EXERCISE INPUTS →
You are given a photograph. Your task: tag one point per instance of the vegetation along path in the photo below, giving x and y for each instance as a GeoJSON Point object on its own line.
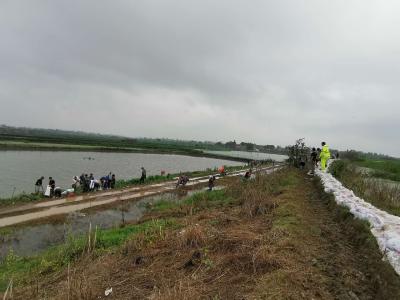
{"type": "Point", "coordinates": [31, 212]}
{"type": "Point", "coordinates": [277, 237]}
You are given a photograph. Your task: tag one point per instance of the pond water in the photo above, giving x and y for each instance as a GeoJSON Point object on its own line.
{"type": "Point", "coordinates": [20, 169]}
{"type": "Point", "coordinates": [31, 240]}
{"type": "Point", "coordinates": [251, 155]}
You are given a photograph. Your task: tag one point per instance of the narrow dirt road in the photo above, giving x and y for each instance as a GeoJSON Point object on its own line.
{"type": "Point", "coordinates": [279, 237]}
{"type": "Point", "coordinates": [31, 212]}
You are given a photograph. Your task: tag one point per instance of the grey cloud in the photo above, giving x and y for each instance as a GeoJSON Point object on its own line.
{"type": "Point", "coordinates": [263, 71]}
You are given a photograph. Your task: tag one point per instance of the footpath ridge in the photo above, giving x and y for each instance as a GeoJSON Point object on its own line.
{"type": "Point", "coordinates": [67, 205]}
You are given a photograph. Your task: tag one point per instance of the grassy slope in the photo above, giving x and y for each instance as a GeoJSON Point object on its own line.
{"type": "Point", "coordinates": [386, 169]}
{"type": "Point", "coordinates": [279, 237]}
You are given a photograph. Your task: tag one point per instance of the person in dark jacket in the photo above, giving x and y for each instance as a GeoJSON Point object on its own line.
{"type": "Point", "coordinates": [39, 185]}
{"type": "Point", "coordinates": [142, 179]}
{"type": "Point", "coordinates": [52, 185]}
{"type": "Point", "coordinates": [112, 181]}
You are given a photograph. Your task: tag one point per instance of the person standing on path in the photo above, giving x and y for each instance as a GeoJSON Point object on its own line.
{"type": "Point", "coordinates": [39, 185]}
{"type": "Point", "coordinates": [314, 160]}
{"type": "Point", "coordinates": [52, 185]}
{"type": "Point", "coordinates": [324, 155]}
{"type": "Point", "coordinates": [143, 175]}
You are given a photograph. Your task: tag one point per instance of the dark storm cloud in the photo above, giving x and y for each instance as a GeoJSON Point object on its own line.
{"type": "Point", "coordinates": [262, 71]}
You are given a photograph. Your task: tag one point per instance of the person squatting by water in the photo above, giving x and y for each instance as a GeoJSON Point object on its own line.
{"type": "Point", "coordinates": [182, 180]}
{"type": "Point", "coordinates": [211, 182]}
{"type": "Point", "coordinates": [324, 155]}
{"type": "Point", "coordinates": [39, 185]}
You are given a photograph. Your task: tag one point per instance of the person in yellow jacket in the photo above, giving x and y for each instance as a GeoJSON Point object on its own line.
{"type": "Point", "coordinates": [324, 155]}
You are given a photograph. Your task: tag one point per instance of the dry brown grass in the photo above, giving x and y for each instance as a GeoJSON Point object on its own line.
{"type": "Point", "coordinates": [291, 250]}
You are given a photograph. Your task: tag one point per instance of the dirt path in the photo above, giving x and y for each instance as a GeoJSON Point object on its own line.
{"type": "Point", "coordinates": [51, 208]}
{"type": "Point", "coordinates": [280, 237]}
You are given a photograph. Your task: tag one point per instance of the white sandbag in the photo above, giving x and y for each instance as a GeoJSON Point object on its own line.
{"type": "Point", "coordinates": [48, 191]}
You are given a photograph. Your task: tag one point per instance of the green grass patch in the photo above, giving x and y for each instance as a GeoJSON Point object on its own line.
{"type": "Point", "coordinates": [22, 269]}
{"type": "Point", "coordinates": [386, 169]}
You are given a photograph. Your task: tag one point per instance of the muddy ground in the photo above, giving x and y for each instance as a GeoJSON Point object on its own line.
{"type": "Point", "coordinates": [281, 237]}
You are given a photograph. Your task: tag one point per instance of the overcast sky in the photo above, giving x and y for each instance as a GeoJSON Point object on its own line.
{"type": "Point", "coordinates": [267, 72]}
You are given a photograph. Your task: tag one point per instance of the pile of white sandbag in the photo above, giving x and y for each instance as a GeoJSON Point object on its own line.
{"type": "Point", "coordinates": [384, 226]}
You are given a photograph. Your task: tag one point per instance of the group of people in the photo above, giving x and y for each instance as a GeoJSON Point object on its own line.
{"type": "Point", "coordinates": [51, 187]}
{"type": "Point", "coordinates": [89, 183]}
{"type": "Point", "coordinates": [86, 182]}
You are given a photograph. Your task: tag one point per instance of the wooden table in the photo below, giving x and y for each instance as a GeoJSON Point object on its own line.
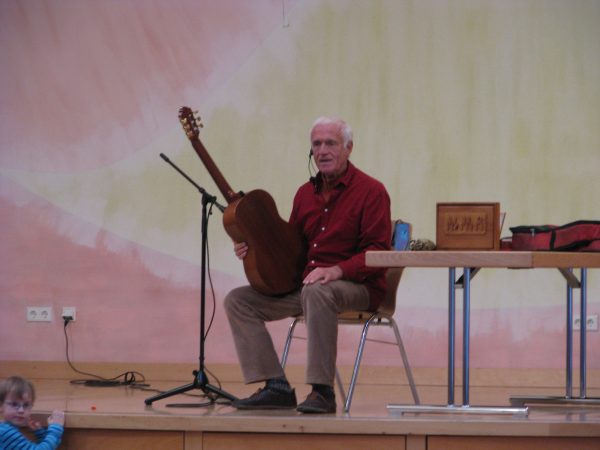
{"type": "Point", "coordinates": [472, 262]}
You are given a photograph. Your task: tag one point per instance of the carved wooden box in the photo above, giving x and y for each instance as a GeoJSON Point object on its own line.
{"type": "Point", "coordinates": [468, 226]}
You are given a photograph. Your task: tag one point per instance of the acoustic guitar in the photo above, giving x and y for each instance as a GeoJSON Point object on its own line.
{"type": "Point", "coordinates": [276, 250]}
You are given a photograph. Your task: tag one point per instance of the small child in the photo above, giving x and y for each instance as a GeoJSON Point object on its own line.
{"type": "Point", "coordinates": [16, 400]}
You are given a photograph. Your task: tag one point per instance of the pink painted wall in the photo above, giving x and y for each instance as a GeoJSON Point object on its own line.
{"type": "Point", "coordinates": [86, 88]}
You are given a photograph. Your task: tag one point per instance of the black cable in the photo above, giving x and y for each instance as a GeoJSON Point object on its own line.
{"type": "Point", "coordinates": [129, 377]}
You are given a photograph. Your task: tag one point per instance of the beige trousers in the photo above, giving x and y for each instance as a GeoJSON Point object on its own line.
{"type": "Point", "coordinates": [248, 310]}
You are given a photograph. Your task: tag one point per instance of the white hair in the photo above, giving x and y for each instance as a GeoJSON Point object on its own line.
{"type": "Point", "coordinates": [345, 129]}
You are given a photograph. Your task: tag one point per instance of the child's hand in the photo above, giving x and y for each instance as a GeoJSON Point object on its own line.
{"type": "Point", "coordinates": [57, 417]}
{"type": "Point", "coordinates": [34, 424]}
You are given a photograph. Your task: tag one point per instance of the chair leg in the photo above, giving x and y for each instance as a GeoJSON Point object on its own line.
{"type": "Point", "coordinates": [409, 375]}
{"type": "Point", "coordinates": [338, 380]}
{"type": "Point", "coordinates": [288, 342]}
{"type": "Point", "coordinates": [359, 353]}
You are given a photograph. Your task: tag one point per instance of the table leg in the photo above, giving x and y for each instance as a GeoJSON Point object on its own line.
{"type": "Point", "coordinates": [466, 332]}
{"type": "Point", "coordinates": [451, 332]}
{"type": "Point", "coordinates": [465, 283]}
{"type": "Point", "coordinates": [568, 399]}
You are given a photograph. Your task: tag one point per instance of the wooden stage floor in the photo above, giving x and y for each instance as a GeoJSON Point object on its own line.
{"type": "Point", "coordinates": [117, 417]}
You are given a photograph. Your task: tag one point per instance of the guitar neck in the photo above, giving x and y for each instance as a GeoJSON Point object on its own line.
{"type": "Point", "coordinates": [215, 173]}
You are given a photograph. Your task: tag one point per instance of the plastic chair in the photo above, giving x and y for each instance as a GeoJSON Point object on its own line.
{"type": "Point", "coordinates": [384, 316]}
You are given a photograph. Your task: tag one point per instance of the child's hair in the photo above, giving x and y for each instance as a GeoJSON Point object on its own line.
{"type": "Point", "coordinates": [16, 387]}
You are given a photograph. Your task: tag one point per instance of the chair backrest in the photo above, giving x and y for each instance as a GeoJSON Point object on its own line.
{"type": "Point", "coordinates": [393, 275]}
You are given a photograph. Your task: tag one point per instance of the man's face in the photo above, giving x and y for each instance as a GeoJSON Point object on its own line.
{"type": "Point", "coordinates": [328, 149]}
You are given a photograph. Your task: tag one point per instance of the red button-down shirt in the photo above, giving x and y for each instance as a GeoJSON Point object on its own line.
{"type": "Point", "coordinates": [356, 218]}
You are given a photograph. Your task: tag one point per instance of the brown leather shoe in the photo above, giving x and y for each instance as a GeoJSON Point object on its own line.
{"type": "Point", "coordinates": [267, 398]}
{"type": "Point", "coordinates": [315, 403]}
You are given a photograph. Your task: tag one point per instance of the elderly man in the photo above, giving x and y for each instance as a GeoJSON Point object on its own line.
{"type": "Point", "coordinates": [342, 213]}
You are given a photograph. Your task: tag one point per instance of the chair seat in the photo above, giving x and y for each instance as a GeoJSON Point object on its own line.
{"type": "Point", "coordinates": [384, 316]}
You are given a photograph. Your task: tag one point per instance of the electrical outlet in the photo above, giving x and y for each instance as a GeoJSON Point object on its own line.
{"type": "Point", "coordinates": [39, 314]}
{"type": "Point", "coordinates": [591, 324]}
{"type": "Point", "coordinates": [69, 311]}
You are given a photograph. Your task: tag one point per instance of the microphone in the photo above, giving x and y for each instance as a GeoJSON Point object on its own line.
{"type": "Point", "coordinates": [211, 198]}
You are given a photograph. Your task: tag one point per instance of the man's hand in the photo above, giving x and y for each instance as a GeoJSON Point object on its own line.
{"type": "Point", "coordinates": [240, 249]}
{"type": "Point", "coordinates": [324, 275]}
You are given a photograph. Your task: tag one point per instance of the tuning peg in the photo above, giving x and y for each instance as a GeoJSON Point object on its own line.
{"type": "Point", "coordinates": [198, 119]}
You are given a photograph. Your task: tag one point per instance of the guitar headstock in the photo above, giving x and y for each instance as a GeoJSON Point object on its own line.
{"type": "Point", "coordinates": [190, 121]}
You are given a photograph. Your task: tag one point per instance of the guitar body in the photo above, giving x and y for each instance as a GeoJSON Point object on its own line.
{"type": "Point", "coordinates": [276, 252]}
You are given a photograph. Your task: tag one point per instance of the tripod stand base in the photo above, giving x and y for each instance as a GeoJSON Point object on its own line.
{"type": "Point", "coordinates": [200, 382]}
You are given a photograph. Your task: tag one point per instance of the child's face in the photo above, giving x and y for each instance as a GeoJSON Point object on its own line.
{"type": "Point", "coordinates": [17, 410]}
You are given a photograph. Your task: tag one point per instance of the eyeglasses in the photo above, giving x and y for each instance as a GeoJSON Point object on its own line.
{"type": "Point", "coordinates": [17, 406]}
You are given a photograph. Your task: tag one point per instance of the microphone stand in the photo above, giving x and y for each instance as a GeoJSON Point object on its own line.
{"type": "Point", "coordinates": [200, 379]}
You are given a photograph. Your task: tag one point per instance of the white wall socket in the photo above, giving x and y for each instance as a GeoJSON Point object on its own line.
{"type": "Point", "coordinates": [591, 325]}
{"type": "Point", "coordinates": [39, 314]}
{"type": "Point", "coordinates": [69, 311]}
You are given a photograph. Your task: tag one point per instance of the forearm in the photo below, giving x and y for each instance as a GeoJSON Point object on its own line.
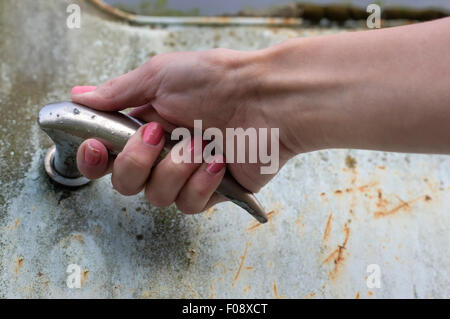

TASK DIRECTIONS →
Pick out every line of the rows above that contains the word "below", and copy each of those lines in full.

ANSWER TO THE TASK →
You are given a photograph. Your task: tag one point per instance of the vegetation along path in the photo below, giving x and y for each instance as a GeoJSON Point object on its own line.
You are given a photograph. Your task: tag one point per instance of the wooden table in the photo below, giving x and y for each instance as a GeoJSON Point object on its own line.
You are given a photograph. Your task: tag one point per instance of the forearm in the photo below, giving x and y for each instance as a GeoJSON Point object on its own line.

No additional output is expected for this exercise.